## WHAT THE TASK ASKS
In the records that follow, locate every line with "collar" and extract it.

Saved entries
'''
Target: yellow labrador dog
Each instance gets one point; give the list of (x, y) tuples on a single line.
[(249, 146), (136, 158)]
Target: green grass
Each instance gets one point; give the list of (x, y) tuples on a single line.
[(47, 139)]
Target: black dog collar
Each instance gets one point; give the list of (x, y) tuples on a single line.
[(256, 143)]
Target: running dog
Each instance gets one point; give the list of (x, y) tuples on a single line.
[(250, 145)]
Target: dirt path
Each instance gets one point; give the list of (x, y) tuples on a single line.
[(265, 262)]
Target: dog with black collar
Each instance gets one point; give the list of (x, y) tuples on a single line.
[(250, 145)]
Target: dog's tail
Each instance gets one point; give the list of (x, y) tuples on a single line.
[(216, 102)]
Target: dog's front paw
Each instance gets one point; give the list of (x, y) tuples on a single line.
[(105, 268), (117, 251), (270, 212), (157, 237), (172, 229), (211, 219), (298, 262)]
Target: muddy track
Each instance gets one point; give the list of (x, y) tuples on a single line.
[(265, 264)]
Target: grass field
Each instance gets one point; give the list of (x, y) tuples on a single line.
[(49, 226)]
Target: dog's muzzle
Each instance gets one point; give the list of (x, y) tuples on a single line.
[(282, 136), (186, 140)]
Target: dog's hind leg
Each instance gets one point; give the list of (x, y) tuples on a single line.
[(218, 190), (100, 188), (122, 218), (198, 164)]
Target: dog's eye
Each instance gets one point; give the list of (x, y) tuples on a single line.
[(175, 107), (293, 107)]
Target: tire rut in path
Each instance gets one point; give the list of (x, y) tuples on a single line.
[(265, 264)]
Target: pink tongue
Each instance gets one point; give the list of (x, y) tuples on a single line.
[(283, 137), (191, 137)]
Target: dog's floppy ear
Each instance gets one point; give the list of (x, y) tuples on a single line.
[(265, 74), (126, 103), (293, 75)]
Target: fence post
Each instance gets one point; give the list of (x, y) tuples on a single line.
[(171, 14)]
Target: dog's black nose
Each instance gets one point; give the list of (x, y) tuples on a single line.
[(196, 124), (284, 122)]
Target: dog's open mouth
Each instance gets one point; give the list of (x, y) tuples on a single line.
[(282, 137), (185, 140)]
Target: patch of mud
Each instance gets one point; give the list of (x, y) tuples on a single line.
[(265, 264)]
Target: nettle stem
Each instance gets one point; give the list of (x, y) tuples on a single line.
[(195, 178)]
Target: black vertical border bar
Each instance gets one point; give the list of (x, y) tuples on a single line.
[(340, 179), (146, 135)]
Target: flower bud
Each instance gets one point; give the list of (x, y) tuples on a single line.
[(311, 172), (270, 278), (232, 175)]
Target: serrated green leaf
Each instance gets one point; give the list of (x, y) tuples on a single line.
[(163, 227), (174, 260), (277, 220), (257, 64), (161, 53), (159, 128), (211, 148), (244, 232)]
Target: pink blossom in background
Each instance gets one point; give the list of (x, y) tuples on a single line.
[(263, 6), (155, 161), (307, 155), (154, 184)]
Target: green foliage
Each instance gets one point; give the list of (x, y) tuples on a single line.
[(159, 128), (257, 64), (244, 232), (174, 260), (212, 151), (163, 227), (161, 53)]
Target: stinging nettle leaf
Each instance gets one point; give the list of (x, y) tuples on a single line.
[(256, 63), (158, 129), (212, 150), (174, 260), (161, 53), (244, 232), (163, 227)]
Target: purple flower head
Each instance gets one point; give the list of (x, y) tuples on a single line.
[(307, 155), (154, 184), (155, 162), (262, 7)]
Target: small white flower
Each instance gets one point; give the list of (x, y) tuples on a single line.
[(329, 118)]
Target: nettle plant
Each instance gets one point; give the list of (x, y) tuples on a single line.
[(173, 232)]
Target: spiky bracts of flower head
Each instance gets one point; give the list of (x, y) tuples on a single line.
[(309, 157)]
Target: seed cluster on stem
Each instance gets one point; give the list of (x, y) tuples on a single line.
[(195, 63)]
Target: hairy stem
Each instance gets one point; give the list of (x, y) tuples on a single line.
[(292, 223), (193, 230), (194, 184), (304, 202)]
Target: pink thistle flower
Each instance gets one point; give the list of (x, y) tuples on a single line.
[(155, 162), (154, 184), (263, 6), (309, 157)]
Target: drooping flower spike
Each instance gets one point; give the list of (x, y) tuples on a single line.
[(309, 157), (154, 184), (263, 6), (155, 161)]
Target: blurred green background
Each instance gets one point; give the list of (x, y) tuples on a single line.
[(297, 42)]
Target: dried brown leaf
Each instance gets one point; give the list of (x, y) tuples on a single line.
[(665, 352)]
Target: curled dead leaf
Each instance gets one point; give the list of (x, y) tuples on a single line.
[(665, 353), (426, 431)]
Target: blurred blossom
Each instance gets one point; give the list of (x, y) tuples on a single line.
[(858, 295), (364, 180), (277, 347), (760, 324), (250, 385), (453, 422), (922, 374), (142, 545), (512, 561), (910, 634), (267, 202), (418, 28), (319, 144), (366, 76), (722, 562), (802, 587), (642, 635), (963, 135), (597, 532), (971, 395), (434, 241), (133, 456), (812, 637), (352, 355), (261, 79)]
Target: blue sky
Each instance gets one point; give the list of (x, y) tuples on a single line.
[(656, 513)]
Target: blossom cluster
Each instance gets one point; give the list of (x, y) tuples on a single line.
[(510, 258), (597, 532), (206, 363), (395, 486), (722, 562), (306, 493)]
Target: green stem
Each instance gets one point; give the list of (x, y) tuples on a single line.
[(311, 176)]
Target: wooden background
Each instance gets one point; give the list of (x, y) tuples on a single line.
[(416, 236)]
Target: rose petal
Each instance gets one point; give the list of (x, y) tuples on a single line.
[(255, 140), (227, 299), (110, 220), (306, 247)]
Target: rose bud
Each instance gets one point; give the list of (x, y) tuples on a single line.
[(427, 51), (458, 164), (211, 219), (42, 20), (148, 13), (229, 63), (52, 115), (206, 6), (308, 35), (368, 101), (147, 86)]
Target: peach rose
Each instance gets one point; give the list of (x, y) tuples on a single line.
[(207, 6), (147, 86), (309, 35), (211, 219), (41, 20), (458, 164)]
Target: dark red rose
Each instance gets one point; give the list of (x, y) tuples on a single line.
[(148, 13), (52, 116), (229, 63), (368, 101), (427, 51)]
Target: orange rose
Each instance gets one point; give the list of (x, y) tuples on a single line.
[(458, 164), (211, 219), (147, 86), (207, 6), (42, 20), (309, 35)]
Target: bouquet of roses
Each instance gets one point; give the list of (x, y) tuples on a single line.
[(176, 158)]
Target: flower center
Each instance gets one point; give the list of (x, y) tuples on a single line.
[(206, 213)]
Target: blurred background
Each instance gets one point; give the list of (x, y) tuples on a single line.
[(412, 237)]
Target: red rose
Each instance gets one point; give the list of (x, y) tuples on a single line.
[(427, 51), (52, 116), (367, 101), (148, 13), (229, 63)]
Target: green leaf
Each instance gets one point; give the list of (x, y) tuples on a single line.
'''
## REPLY TO THE EXERCISE
Target: black dog collar
Target: dog with black collar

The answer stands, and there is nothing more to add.